EXTRACT PROVIDED:
---+---

The most promising thing about 'Sunshine' is that it is real 'voice of a generation' stuff - produced by a community that is essentially voiceless in our mainstream media. The SODE team are all former international students, having graduated and become 'ordinary' residents now. But they still maintain the identity of having been international students. Those experiences of having become adults here as part of a marginal community, are what drives them to live that Film Commission dream of (cough) 'telling our stories' (without any funding from the actual Film Commission of course).

Producer Sylvia Yang is particularly eloquent on this identity point, and she'll be on the 'Reel Asians' panel at the Going Bananas Conference this Saturday. I'm chairing the 'Creative New Zealand Chinese' panel in the afternoon which includes Oldschool Ant Sang and his latest Shaolin-inspired project, Vikki Cheng from The Rice Girls with some Newskool pastiches of E-street hi-jinks, and Ted Chen from Cultural Signals. There are a slew of 'Going Bananas'-related stories in the Herald online today. Here's one by OG Tim Wong on getting to grips with identity via discovering Chinese film, plus more 'Going Bananas' stories linked down the side.

---+---

PROBLEM SET:
a) Translate this sentence from the piece about 'Sunshine' into Spanish: "The SODE team are all former international students, having graduated and become 'ordinary' residents now."
b) Repeat the piece about 'Sunshine' between "Producer Sylvia Yang" and "down the side.", inclusive.
c) In the piece about 'Sunshine', which panel will producer Sylvia Yang be on at the Going Bananas Conference?

---+---

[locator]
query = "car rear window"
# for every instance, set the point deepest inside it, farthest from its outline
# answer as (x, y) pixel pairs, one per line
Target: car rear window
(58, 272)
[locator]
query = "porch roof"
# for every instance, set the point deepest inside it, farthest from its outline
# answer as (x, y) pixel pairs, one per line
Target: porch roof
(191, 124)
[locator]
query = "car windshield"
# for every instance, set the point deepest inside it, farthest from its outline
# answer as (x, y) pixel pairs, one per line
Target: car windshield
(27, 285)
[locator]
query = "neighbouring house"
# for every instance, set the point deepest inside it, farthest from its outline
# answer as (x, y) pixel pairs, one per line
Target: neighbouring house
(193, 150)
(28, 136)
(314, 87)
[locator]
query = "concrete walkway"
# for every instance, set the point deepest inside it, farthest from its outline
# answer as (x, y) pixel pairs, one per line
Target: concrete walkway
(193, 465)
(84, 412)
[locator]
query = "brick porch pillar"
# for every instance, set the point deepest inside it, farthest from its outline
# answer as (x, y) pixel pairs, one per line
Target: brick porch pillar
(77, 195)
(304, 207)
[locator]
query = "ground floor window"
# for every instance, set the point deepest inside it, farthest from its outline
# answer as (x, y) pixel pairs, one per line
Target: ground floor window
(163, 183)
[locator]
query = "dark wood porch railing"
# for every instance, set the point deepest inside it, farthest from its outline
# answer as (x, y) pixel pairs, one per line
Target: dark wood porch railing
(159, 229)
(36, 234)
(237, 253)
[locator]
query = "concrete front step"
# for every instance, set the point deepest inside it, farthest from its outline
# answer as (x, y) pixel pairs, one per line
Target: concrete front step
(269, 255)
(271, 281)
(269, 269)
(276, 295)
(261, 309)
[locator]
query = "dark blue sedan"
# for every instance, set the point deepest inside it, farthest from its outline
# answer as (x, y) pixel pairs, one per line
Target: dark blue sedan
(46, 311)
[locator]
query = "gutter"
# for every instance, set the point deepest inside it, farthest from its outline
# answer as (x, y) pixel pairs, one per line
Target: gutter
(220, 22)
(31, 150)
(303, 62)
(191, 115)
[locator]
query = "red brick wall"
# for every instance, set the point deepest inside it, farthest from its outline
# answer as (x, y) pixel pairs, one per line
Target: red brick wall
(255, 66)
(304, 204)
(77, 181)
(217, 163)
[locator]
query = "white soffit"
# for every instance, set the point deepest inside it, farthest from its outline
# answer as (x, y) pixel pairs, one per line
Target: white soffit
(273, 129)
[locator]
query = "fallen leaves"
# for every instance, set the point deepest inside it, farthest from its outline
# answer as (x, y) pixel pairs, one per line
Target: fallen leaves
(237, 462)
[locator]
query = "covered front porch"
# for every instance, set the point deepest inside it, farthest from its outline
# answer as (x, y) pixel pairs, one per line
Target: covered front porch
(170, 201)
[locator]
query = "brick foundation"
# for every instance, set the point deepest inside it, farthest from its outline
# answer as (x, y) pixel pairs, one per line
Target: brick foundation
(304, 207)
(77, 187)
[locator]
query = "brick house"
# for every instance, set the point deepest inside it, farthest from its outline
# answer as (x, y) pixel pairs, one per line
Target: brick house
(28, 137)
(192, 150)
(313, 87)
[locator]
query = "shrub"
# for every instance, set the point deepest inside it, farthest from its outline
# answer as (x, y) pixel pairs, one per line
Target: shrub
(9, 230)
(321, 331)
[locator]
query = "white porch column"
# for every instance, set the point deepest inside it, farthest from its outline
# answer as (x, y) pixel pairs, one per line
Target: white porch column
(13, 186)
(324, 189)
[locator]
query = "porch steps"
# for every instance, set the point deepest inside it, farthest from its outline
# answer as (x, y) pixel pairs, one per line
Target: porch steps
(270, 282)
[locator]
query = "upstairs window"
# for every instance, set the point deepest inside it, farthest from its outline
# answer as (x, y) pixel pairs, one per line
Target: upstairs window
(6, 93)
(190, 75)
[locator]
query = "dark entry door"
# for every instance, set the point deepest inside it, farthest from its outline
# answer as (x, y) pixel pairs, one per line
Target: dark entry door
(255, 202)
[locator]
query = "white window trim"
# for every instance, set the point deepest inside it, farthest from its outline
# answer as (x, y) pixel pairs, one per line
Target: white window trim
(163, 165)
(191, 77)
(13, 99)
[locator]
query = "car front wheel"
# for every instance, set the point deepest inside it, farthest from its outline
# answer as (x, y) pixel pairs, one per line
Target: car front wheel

---+---

ANSWERS BY ITEM:
a) Todos los miembros del equipo de SODE son antiguos estudiantes internacionales que ya se han graduado y ahora son residentes 'comunes'.

b)
Producer Sylvia Yang is particularly eloquent on this identity point, and she'll be on the 'Reel Asians' panel at the Going Bananas Conference this Saturday. I'm chairing the 'Creative New Zealand Chinese' panel in the afternoon which includes Oldschool Ant Sang and his latest Shaolin-inspired project, Vikki Cheng from The Rice Girls with some Newskool pastiches of E-street hi-jinks, and Ted Chen from Cultural Signals. There are a slew of 'Going Bananas'-related stories in the Herald online today. Here's one by OG Tim Wong on getting to grips with identity via discovering Chinese film, plus more 'Going Bananas' stories linked down the side.

c) The 'Reel Asians' panel.